◆ Listed records ◆
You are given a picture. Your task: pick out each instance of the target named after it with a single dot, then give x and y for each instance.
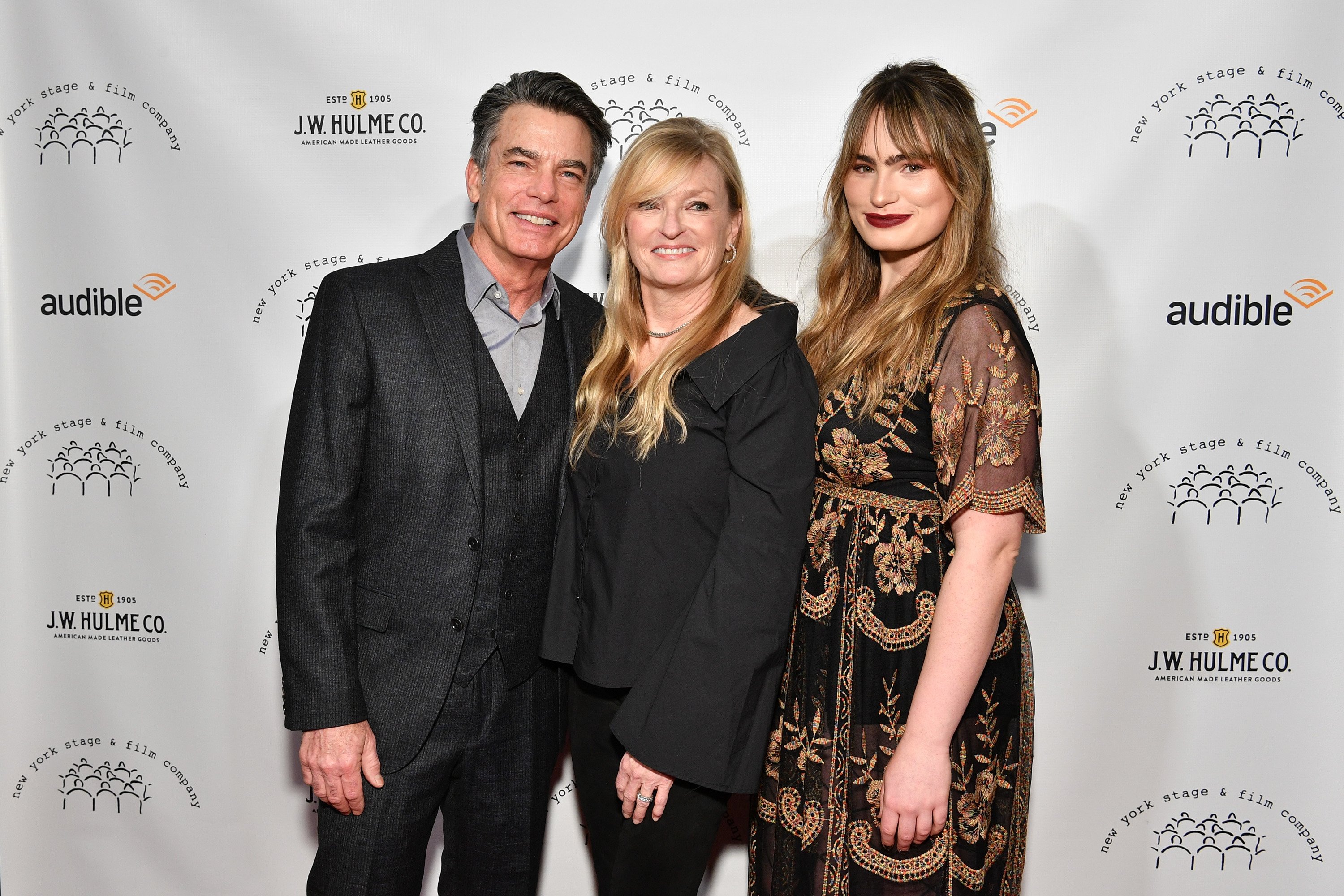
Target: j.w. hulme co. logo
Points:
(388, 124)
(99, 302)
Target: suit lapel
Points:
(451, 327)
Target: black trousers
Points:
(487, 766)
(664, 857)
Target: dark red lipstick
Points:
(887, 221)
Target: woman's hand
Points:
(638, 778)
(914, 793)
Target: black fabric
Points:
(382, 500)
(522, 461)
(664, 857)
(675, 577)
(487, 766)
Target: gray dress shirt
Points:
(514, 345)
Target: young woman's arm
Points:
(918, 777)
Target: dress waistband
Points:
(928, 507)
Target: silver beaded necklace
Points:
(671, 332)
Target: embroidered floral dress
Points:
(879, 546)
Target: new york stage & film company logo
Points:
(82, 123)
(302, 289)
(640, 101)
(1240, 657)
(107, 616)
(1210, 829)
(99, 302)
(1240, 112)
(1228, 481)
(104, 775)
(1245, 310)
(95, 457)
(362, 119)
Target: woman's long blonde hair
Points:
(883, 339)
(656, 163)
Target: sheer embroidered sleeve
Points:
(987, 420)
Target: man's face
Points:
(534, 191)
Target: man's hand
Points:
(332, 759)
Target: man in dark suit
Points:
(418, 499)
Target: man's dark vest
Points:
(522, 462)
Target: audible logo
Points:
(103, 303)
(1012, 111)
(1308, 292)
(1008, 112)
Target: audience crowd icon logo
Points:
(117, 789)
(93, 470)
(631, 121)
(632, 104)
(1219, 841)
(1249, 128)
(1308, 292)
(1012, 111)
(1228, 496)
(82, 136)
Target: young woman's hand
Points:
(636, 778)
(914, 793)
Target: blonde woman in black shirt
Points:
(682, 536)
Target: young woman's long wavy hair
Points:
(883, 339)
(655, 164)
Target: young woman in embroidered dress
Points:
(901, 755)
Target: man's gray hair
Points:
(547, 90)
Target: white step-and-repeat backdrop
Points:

◆ Problem statement ◆
Present all of the lines above as a numbered list, skipping any blank lines and leaving out the picture.

◆ Reply to the exercise ◆
1. You are given a picture. Your task: pick out each instance of the target named after it with a single dot, then give x and y for each instance.
2. Target: j.w. hulme co. logo
3. Points:
4. (388, 124)
5. (99, 302)
6. Target: suit lapel
7. Points:
8. (451, 327)
9. Target: black trousers
10. Points:
11. (487, 766)
12. (664, 857)
13. Target: dark red lipstick
14. Points:
15. (887, 221)
16. Target: woman's hand
17. Points:
18. (638, 778)
19. (914, 793)
20. Target: black fabric
21. Points:
22. (382, 500)
23. (522, 461)
24. (664, 857)
25. (675, 577)
26. (487, 766)
27. Target: gray dress shirt
28. Points:
29. (514, 345)
30. Target: young woman's arm
31. Points:
32. (918, 777)
33. Target: dress waistband
34. Points:
35. (928, 507)
36. Target: silver beaded necklace
37. Points:
38. (671, 332)
39. Target: embroidered floral dress
40. Points:
41. (879, 546)
42. Target: new york stage & film company logo
43. Points:
44. (82, 123)
45. (302, 289)
46. (640, 101)
47. (1240, 657)
48. (107, 616)
49. (1210, 829)
50. (99, 302)
51. (1240, 112)
52. (1228, 481)
53. (104, 775)
54. (1245, 310)
55. (95, 457)
56. (362, 119)
57. Target: woman's long blonde hair
58. Points:
59. (883, 339)
60. (656, 163)
61. Target: sheer embroidered sleeve
62. Points:
63. (987, 420)
64. Target: man's face
65. Points:
66. (534, 191)
67. Target: man's hand
68. Points:
69. (332, 759)
70. Target: man in dark suit
71. Points:
72. (418, 499)
73. Target: man's dark vest
74. Points:
75. (522, 462)
76. Target: audible logo
77. Points:
78. (103, 303)
79. (1012, 111)
80. (1308, 292)
81. (1008, 112)
82. Target: audience crowd icon logo
83. Points:
84. (117, 789)
85. (93, 470)
86. (631, 121)
87. (632, 104)
88. (1219, 841)
89. (1249, 128)
90. (1308, 292)
91. (1012, 111)
92. (1228, 496)
93. (82, 136)
94. Target: young woman's hand
95. Points:
96. (636, 778)
97. (914, 793)
98. Target: blonde woman in black shirt
99. Points:
100. (682, 536)
101. Target: young woman's long wavy hair
102. Points:
103. (883, 339)
104. (655, 164)
105. Target: young woman in embroidered dress
106. Points:
107. (901, 755)
108. Target: man's gray hair
109. Points:
110. (547, 90)
111. Target: white step-and-repeat backdrop
112. Points:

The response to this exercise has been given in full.